(Items from a labeling collection)
* * * * * * *

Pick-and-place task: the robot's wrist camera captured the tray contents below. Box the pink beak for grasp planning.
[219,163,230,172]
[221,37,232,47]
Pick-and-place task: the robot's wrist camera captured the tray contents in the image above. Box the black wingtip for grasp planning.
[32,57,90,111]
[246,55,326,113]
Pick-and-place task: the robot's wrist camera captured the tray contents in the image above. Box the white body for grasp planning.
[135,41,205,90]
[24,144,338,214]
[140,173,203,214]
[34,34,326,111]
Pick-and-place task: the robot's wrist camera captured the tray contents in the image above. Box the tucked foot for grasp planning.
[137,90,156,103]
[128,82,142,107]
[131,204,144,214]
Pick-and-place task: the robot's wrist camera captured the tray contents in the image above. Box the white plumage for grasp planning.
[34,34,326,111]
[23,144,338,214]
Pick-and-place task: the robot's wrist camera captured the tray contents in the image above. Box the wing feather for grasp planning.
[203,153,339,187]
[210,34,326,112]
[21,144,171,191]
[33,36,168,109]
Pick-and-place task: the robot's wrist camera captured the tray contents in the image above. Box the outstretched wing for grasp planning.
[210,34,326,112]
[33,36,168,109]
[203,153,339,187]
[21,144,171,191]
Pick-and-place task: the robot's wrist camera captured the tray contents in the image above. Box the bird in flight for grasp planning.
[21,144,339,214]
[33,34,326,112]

* * * * * * *

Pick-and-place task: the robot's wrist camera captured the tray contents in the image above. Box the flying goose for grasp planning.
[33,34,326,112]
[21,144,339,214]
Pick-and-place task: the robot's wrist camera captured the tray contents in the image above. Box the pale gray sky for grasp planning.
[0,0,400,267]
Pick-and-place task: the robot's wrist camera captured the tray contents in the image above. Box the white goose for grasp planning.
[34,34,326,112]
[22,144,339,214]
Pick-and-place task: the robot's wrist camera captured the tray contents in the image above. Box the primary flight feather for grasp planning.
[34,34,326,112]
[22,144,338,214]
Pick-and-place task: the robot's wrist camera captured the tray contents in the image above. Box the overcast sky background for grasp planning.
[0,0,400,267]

* * * * * * *

Requirement: Gather each line of the records that contains the string "flight", treating uppercase and lowercase as different.

Final answer:
Pick-and-place task: the robot's wrist camera captured the tray contents in the image above. Box the bird in flight for grasp planning.
Pick-and-place task: the robot's wrist camera captured the tray contents in the image above. Box the primary flight feather for grasp planning.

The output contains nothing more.